• Goal A: Render the records, from the line containing "Please mark the shoulder" up to and including the last line of the records, as a Markdown table with the columns Row and Line, skipping any blank lines.

• Excerpted text:
I get to Kyoto Station and I have no idea why this was happening but a group of young men were tossing their friend up in the air. Of course I had to take a picture…

They actually repeated this with several people. I decided to walk away in fear that they would see me looking and want to throw me up next. In hindsight, I kinda with I stuck around, that would’ve been a great story to tell!

Here are some pictures of the Kyoto Station and the Kyoto Tower.

This is inside the Kyoto Station. Huge cathedral ceilings, very industrial looking.

Sorry Kyoto, the Tokyo Tower is better than yours!

This is the entrance for the Kyoto Station, if you enlarge this image you can totally see an Astroboy statue on the left. Japan loves their anime/manga!

This is where I think my brain stops working because what I should do is go back to my hotel and take a bath or a nap or something to make my body feel better from walking so much, instead I decide to continue on because there is something very VERY important that is just south of the Kyoto Station.

I’m not sure who makes the map I have been using all day but they make things seem so much closer than they truly are. What looks like a few blocks away actually is a full mile away. It’s also a full mile through a really really ugly part of Kyoto. Here is a picture of it from the overpass…

Hmm, for some reason it looks better in pictures than it did in person.

• Provided entries:

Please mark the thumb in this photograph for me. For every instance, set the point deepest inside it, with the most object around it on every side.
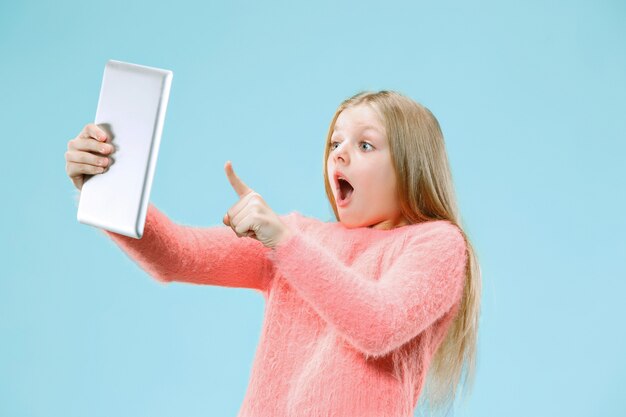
(240, 187)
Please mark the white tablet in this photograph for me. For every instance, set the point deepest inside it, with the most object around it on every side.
(131, 109)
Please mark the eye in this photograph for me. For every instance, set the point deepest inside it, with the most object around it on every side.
(368, 144)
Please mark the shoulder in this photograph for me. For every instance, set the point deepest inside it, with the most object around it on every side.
(439, 234)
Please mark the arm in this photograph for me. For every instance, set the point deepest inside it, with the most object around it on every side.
(208, 255)
(377, 317)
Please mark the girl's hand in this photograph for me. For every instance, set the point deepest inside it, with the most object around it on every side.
(251, 216)
(85, 152)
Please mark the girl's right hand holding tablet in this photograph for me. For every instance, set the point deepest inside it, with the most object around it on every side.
(86, 154)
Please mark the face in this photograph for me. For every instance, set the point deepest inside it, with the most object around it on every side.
(359, 152)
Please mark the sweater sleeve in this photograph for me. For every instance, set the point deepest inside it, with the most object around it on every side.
(378, 316)
(200, 255)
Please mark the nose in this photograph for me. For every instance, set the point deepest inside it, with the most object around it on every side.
(340, 153)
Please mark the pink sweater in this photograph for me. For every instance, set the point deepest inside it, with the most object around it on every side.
(352, 318)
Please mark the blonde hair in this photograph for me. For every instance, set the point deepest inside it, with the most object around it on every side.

• Goal B: Write out the passage of the Kyoto Station post from "This is the" up to and including "of the Kyoto Station.".

• Correct output A:
| Row | Line |
|---|---|
| 1 | Please mark the shoulder in this photograph for me. For every instance, set the point deepest inside it, with the most object around it on every side. |
| 2 | (439, 234) |
| 3 | Please mark the arm in this photograph for me. For every instance, set the point deepest inside it, with the most object around it on every side. |
| 4 | (208, 255) |
| 5 | (377, 317) |
| 6 | Please mark the girl's hand in this photograph for me. For every instance, set the point deepest inside it, with the most object around it on every side. |
| 7 | (251, 216) |
| 8 | (85, 152) |
| 9 | Please mark the girl's right hand holding tablet in this photograph for me. For every instance, set the point deepest inside it, with the most object around it on every side. |
| 10 | (86, 154) |
| 11 | Please mark the face in this photograph for me. For every instance, set the point deepest inside it, with the most object around it on every side. |
| 12 | (359, 152) |
| 13 | Please mark the sweater sleeve in this photograph for me. For every instance, set the point deepest inside it, with the most object around it on every side. |
| 14 | (378, 316) |
| 15 | (200, 255) |
| 16 | Please mark the nose in this photograph for me. For every instance, set the point deepest inside it, with the most object around it on every side. |
| 17 | (340, 153) |
| 18 | Please mark the pink sweater in this photograph for me. For every instance, set the point deepest inside it, with the most object around it on every side. |
| 19 | (352, 318) |
| 20 | Please mark the blonde hair in this photograph for me. For every instance, set the point deepest inside it, with the most object around it on every side. |

• Correct output B:
This is the entrance for the Kyoto Station, if you enlarge this image you can totally see an Astroboy statue on the left. Japan loves their anime/manga!

This is where I think my brain stops working because what I should do is go back to my hotel and take a bath or a nap or something to make my body feel better from walking so much, instead I decide to continue on because there is something very VERY important that is just south of the Kyoto Station.